SELECTED PASSAGE

<<<<

So you just found
a good used piano......
BUYER
BEWARE
Even though a piano may
be in good condition, old or new, it may not be a
particularly good piano regardless of price. Buying a
piano is like buying a used car. We may be able to drive
but rarely have the expertise to judge what's "under the
hood". A piano has 10,000 parts under the hood. When you
find a piano you like, have a piano technician check it
out for you before purchasing.
What should I look
for when I buy a used piano?
First of all, the
outside is the last consideration in order of
importance! It's the insides which make a piano sound
beautiful. Open the top of any piano and see if the
hammers look old, worn and grooved? These are red flags.
Look at the thickness of the felt at key 88. That is
often a good indicator of the whole piano. If the felt
at the tip is flat, and there is virtually no thickness
between the striking point and the wood molding below,
this piano has had long playing time and significant
reshaping of hammers. It is not likely a good investment
for the average purchaser.
It is wise to look at
the piano as a machine with many moving parts. The
"internal parts" make the piano work. How do they look?
Are they clean and neat, or is there a lot of rust on
strings and tuning pins, dingy looking hammers, dampers
which have compressed so much they have wrapped around
the strings. If you can take the fallboard off and lift
up a key, look at the felt and paper punchings on the
two pins (front rail pin and balance rail pin) to see if
there is evidence of "critter tampering"- as in
eating..... If the "internal parts" look bad, you can be
sure they are just that.

>>>>

SET OF TASKS
1. In the used-piano buying guide, how many parts does a piano have under the hood?
2. Say whether each statement agrees with the used-piano buying guide, and support each answer with the deciding words from the guide: (a) The outside of the piano is the first thing to consider. (b) The felt thickness at key 88 can indicate the condition of the whole piano. (c) A piano technician should check the piano before you buy it.
3. Transcribe the part of the used-piano buying guide starting at "It is wise to" and ending at "are just that.".

PROVIDED MATERIAL
<<<<

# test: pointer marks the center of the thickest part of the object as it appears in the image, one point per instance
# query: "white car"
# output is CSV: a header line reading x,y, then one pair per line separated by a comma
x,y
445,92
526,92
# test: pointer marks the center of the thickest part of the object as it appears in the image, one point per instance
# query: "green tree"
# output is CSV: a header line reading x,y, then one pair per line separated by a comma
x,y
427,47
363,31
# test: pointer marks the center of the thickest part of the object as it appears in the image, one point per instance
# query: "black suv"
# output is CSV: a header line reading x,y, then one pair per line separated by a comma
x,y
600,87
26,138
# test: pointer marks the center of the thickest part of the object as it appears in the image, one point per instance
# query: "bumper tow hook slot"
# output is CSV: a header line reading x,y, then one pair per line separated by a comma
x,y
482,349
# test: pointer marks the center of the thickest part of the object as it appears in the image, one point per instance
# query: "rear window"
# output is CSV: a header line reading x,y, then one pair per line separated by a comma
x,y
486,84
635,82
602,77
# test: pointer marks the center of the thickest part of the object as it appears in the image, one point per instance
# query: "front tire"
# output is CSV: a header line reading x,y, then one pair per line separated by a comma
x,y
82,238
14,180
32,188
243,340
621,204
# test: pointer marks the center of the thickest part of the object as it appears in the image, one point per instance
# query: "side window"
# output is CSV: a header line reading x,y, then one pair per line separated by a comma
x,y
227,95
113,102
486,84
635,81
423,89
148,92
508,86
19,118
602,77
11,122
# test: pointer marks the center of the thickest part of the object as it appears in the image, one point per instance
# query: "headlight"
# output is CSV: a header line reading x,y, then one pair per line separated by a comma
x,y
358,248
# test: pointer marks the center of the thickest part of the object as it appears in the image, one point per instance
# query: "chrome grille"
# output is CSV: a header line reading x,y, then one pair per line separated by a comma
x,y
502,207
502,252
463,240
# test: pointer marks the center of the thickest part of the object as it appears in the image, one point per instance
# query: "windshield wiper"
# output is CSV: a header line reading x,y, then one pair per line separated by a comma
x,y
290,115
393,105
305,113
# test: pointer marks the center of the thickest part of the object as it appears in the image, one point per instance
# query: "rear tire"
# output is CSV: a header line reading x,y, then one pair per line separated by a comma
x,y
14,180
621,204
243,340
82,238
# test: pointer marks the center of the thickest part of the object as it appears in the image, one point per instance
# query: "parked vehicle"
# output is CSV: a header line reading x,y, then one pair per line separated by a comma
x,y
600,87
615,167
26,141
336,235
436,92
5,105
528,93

>>>>

RESPONSES PER TASK
1. A piano has 10,000 parts under the hood.

2.
(a) No: "the outside is the last consideration in order of importance!"
(b) Yes: "That is often a good indicator of the whole piano."
(c) Yes: "have a piano technician check it out for you before purchasing."

3.
It is wise to look at
the piano as a machine with many moving parts. The
"internal parts" make the piano work. How do they look?
Are they clean and neat, or is there a lot of rust on
strings and tuning pins, dingy looking hammers, dampers
which have compressed so much they have wrapped around
the strings. If you can take the fallboard off and lift
up a key, look at the felt and paper punchings on the
two pins (front rail pin and balance rail pin) to see if
there is evidence of "critter tampering"- as in
eating..... If the "internal parts" look bad, you can be
sure they are just that.